GIVEN EXERCISE:
The line containing "the child with" marks where to begin; quote it and every line after it through the end of the data, exactly as written.

(Coordinate annotation entries)
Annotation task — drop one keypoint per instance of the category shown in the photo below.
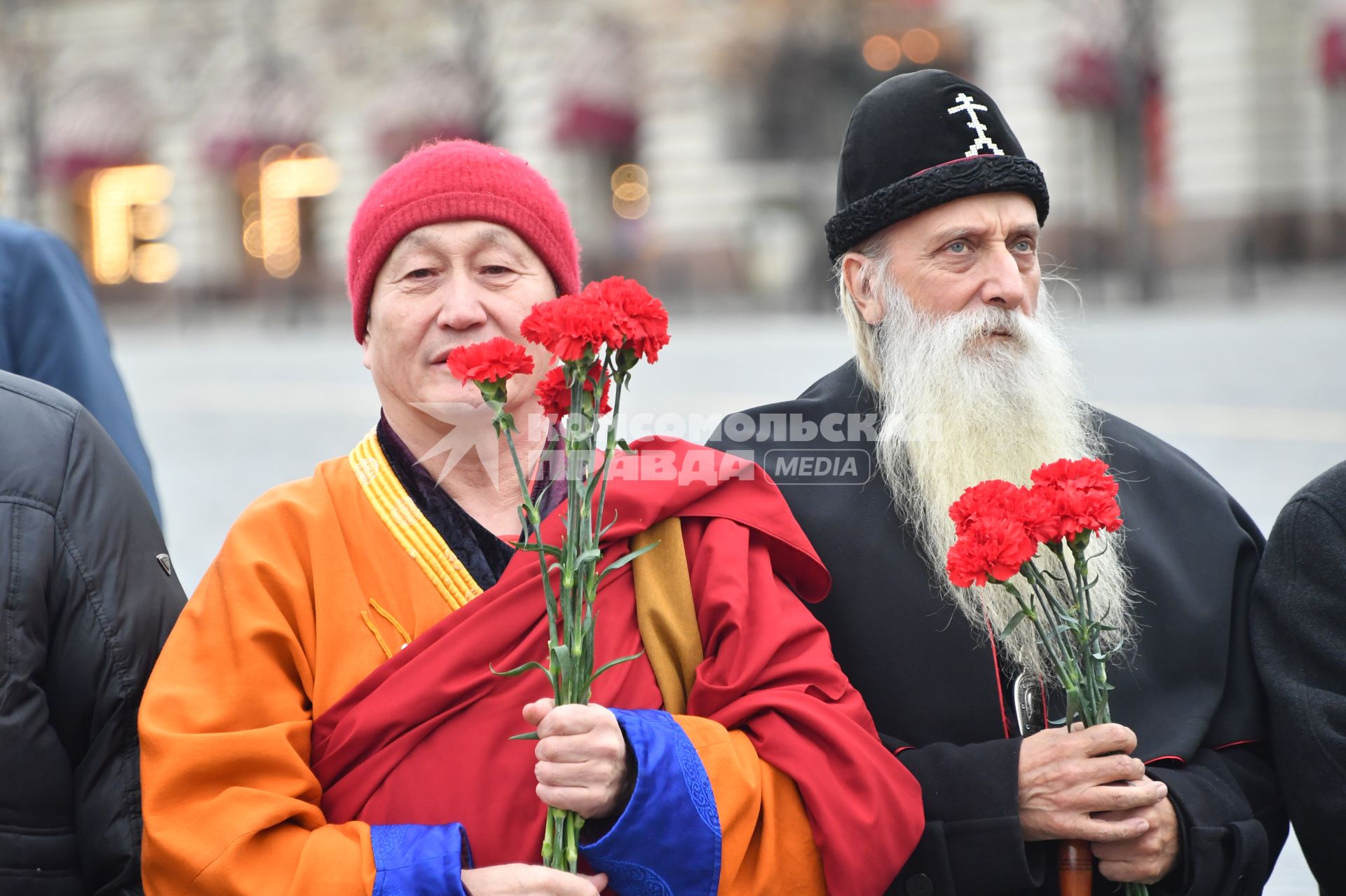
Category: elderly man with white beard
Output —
(960, 376)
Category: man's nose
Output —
(462, 303)
(1003, 285)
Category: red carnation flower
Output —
(993, 498)
(494, 360)
(991, 548)
(555, 395)
(570, 326)
(639, 319)
(1081, 493)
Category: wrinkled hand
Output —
(1065, 777)
(580, 758)
(1146, 859)
(531, 880)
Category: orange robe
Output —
(317, 585)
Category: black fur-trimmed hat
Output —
(920, 140)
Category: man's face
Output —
(976, 250)
(447, 285)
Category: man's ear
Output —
(858, 275)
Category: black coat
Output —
(1299, 641)
(942, 700)
(86, 607)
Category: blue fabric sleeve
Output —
(421, 860)
(668, 837)
(54, 334)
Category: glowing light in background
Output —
(921, 46)
(271, 215)
(882, 53)
(154, 263)
(123, 203)
(630, 191)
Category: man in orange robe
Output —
(323, 719)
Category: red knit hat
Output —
(458, 181)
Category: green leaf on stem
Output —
(616, 663)
(625, 559)
(1014, 623)
(520, 670)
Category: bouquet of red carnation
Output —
(599, 335)
(1000, 527)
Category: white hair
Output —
(984, 393)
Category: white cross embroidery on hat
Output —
(983, 142)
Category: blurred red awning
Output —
(253, 114)
(100, 123)
(598, 90)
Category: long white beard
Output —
(960, 407)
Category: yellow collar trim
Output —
(418, 537)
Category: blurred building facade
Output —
(219, 147)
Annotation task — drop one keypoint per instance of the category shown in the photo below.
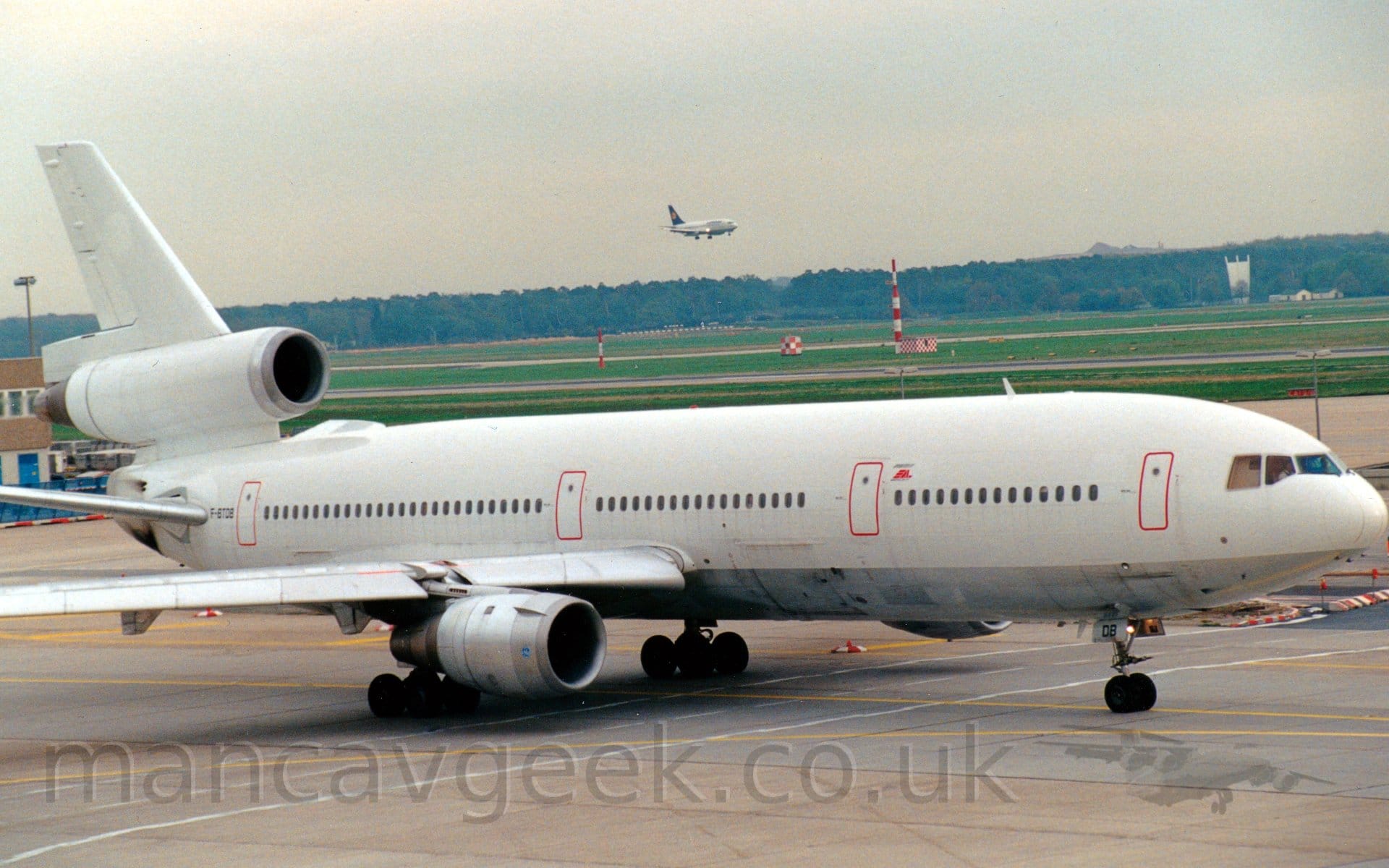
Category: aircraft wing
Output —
(643, 567)
(166, 509)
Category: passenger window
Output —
(1317, 464)
(1278, 467)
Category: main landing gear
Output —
(1137, 692)
(420, 694)
(696, 653)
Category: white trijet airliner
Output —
(499, 546)
(699, 228)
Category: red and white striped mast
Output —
(896, 306)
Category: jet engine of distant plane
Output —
(210, 386)
(951, 629)
(516, 643)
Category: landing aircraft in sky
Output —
(699, 228)
(499, 546)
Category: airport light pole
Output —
(1316, 392)
(28, 312)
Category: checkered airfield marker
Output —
(917, 345)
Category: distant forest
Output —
(1354, 264)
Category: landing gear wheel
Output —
(1145, 692)
(659, 658)
(729, 653)
(386, 696)
(459, 699)
(424, 694)
(1118, 694)
(694, 655)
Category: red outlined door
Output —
(569, 504)
(1153, 490)
(246, 513)
(863, 499)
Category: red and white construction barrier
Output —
(1280, 618)
(1360, 602)
(51, 521)
(917, 345)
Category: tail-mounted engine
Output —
(221, 392)
(517, 643)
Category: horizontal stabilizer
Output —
(646, 569)
(174, 511)
(253, 587)
(142, 295)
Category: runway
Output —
(247, 739)
(916, 368)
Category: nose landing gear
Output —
(696, 653)
(1137, 692)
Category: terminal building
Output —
(24, 439)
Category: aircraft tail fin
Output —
(142, 295)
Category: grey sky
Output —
(313, 150)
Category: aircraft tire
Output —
(659, 658)
(729, 653)
(424, 694)
(1120, 694)
(1145, 692)
(386, 696)
(694, 656)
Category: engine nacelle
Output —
(951, 629)
(517, 643)
(223, 385)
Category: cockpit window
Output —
(1317, 464)
(1278, 467)
(1245, 472)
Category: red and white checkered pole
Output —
(896, 306)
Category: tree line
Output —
(1354, 264)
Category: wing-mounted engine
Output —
(517, 643)
(951, 629)
(211, 393)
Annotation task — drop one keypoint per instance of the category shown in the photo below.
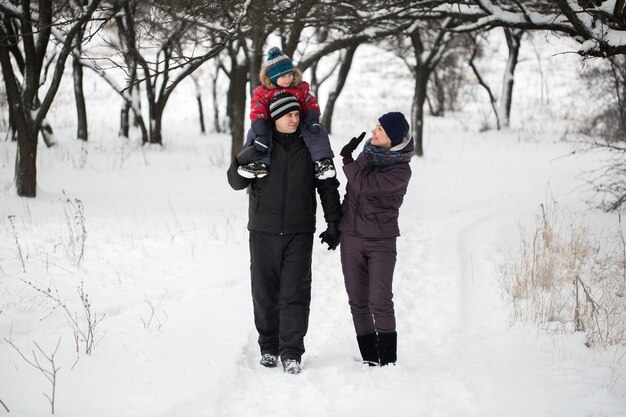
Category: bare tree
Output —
(501, 106)
(344, 70)
(422, 48)
(598, 25)
(178, 37)
(28, 28)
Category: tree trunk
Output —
(513, 41)
(156, 136)
(47, 133)
(436, 105)
(344, 70)
(124, 120)
(26, 155)
(199, 101)
(236, 104)
(417, 111)
(81, 110)
(216, 107)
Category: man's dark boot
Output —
(367, 346)
(387, 344)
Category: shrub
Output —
(565, 277)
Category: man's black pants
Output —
(280, 267)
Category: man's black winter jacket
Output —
(284, 201)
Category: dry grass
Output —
(563, 276)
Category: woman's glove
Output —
(347, 150)
(331, 236)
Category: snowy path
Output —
(458, 355)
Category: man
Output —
(281, 221)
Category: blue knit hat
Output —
(278, 64)
(395, 125)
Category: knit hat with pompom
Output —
(278, 64)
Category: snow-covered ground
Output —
(166, 268)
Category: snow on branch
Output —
(599, 25)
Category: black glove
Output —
(347, 150)
(248, 155)
(331, 236)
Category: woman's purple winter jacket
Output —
(373, 197)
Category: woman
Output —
(377, 183)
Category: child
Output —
(376, 184)
(279, 75)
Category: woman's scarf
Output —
(380, 157)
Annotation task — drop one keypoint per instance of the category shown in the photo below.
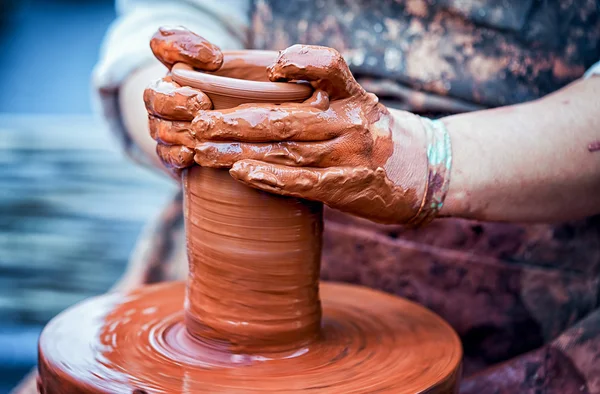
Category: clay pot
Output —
(254, 257)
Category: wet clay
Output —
(340, 146)
(370, 342)
(252, 317)
(254, 264)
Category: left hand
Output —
(341, 147)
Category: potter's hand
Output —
(342, 147)
(171, 107)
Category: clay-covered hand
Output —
(172, 107)
(341, 147)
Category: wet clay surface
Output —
(340, 146)
(253, 317)
(369, 342)
(254, 264)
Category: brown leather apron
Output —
(508, 289)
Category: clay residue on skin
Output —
(340, 131)
(173, 45)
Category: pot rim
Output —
(240, 88)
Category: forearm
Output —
(528, 162)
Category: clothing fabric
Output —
(525, 299)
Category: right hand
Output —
(171, 106)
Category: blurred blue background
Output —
(71, 206)
(50, 46)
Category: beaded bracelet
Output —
(439, 163)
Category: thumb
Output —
(300, 182)
(171, 45)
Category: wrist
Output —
(407, 166)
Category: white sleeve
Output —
(594, 70)
(126, 46)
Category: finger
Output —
(324, 67)
(297, 154)
(167, 99)
(175, 157)
(268, 123)
(170, 132)
(357, 190)
(178, 44)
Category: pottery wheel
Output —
(136, 343)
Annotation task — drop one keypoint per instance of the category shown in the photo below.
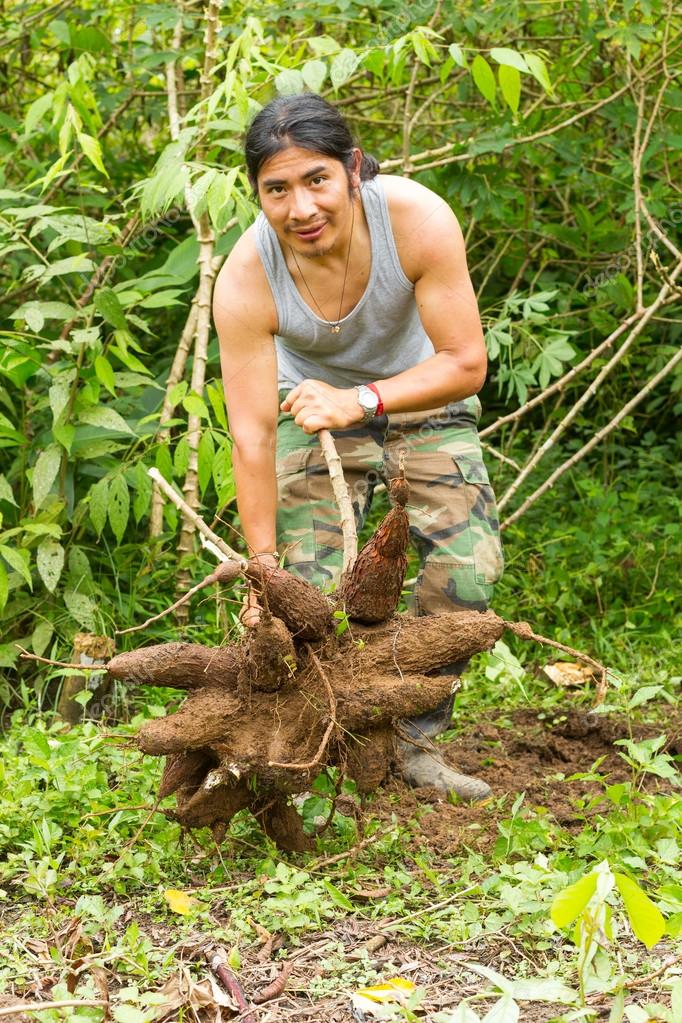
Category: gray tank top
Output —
(379, 338)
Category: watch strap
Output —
(379, 407)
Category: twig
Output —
(331, 725)
(599, 436)
(41, 1007)
(226, 572)
(175, 375)
(560, 384)
(317, 864)
(441, 150)
(182, 504)
(524, 630)
(274, 989)
(26, 656)
(588, 393)
(343, 496)
(428, 908)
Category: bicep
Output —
(444, 293)
(247, 356)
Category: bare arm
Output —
(245, 321)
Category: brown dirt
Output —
(526, 757)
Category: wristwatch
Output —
(369, 402)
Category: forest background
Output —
(551, 129)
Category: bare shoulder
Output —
(422, 223)
(242, 293)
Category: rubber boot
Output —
(421, 763)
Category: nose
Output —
(302, 206)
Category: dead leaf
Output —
(368, 999)
(569, 674)
(180, 901)
(182, 991)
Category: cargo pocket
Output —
(294, 516)
(483, 519)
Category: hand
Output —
(251, 612)
(316, 405)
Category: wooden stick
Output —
(524, 630)
(343, 496)
(181, 503)
(598, 437)
(41, 1007)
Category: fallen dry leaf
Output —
(180, 901)
(569, 674)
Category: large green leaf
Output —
(571, 902)
(645, 919)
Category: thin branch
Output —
(670, 365)
(589, 392)
(441, 150)
(43, 1007)
(26, 656)
(174, 376)
(182, 505)
(343, 496)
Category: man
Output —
(348, 306)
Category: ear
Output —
(355, 169)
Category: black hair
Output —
(307, 121)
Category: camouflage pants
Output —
(453, 518)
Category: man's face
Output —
(307, 199)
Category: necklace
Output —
(333, 326)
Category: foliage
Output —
(98, 233)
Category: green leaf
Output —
(645, 919)
(538, 69)
(106, 418)
(323, 45)
(483, 76)
(59, 393)
(337, 896)
(119, 506)
(510, 58)
(41, 636)
(109, 308)
(510, 86)
(50, 562)
(457, 55)
(45, 473)
(37, 112)
(18, 559)
(343, 65)
(93, 151)
(98, 503)
(195, 406)
(6, 491)
(570, 903)
(289, 82)
(314, 74)
(105, 375)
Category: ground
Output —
(438, 890)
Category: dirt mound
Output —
(535, 755)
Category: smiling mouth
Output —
(311, 233)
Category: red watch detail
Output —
(379, 407)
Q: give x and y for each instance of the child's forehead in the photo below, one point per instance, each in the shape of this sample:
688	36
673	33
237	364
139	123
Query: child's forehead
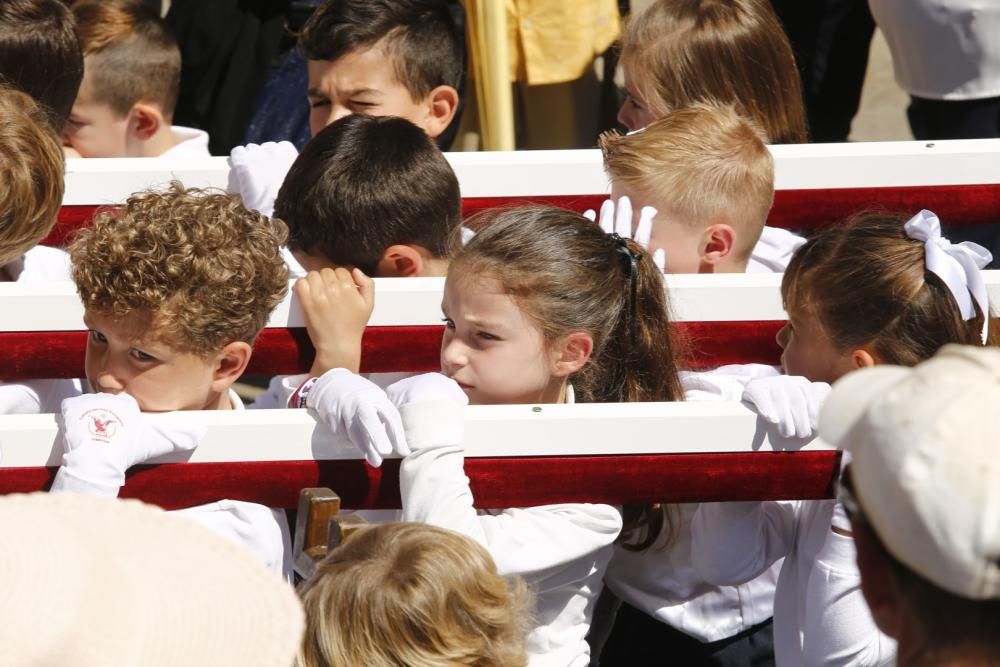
362	68
133	325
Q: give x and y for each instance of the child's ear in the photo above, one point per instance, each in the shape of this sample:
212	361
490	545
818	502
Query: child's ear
878	585
146	120
229	365
442	103
571	353
400	261
864	358
717	241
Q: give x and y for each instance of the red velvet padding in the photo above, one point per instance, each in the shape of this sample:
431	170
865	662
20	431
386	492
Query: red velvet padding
496	482
54	354
793	209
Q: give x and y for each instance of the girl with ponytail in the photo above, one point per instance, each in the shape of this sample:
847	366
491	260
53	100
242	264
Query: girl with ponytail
540	307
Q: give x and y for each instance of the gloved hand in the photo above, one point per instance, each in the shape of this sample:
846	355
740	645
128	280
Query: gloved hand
105	434
357	408
432	407
790	402
618	220
257	172
426	387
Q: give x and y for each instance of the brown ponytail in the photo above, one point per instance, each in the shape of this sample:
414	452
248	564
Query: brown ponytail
866	282
568	275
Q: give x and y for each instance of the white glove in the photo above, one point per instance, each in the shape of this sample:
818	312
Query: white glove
358	409
257	172
105	434
426	387
790	402
618	220
432	407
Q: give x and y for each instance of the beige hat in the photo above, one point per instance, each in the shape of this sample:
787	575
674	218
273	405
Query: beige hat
99	581
925	443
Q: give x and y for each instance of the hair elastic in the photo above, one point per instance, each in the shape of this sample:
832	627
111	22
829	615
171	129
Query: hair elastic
621	245
958	265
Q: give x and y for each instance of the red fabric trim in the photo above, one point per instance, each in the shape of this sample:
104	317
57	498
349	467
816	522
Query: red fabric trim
496	482
29	355
793	209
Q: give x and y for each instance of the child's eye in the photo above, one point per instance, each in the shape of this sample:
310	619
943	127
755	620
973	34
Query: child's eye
139	355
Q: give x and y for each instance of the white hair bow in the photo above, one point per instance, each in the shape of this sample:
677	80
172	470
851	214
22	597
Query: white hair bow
957	265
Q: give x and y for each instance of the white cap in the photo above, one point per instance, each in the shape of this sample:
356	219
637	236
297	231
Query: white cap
925	443
93	581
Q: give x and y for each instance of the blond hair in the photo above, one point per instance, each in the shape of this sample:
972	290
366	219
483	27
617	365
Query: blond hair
416	595
32	172
207	269
681	52
131	56
701	164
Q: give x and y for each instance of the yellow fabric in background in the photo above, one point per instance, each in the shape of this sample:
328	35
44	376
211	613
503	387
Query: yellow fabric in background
554	41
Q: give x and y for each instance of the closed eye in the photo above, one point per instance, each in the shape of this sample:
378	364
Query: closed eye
139	355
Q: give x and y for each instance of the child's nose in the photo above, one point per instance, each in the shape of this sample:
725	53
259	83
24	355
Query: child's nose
453	355
109	383
782	337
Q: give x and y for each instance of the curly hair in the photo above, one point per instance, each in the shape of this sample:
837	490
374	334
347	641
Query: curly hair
31	169
207	270
413	594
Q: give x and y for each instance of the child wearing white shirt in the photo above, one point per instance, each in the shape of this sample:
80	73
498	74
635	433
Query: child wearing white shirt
540	307
874	290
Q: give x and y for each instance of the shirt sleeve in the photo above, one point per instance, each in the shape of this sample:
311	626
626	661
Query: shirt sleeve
735	542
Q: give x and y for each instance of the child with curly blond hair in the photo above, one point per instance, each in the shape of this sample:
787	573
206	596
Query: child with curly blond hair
176	286
412	594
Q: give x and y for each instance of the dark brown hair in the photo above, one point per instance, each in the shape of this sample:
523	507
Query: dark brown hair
31	170
420	36
717	51
40	54
867	284
131	54
365	183
567	275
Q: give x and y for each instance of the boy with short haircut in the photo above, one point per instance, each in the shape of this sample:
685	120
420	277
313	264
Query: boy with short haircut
40	54
176	286
376	57
373	194
31	169
130	84
383	57
710	176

PROBLEM SOLUTION:
Q: give x and y for each instance of the child with curly blond hair in the photo above, one point per instance, each in the shape of this sample:
787	573
206	596
Query: child with curly blond hair
176	286
412	594
Q: give x and y for each instance of the dark brown hair in the photo above, one point per instance, each in the shape of this sample:
523	507
Query: dark brown hair
31	170
420	36
717	51
40	54
867	284
131	54
365	183
567	275
Q: give x and y for each instance of the boy with short haircut in the photo above, one point per instance, each in the shape of this sample:
685	120
420	277
313	264
Query: boy with short haircut
40	54
176	286
376	57
373	194
31	169
130	84
383	57
710	176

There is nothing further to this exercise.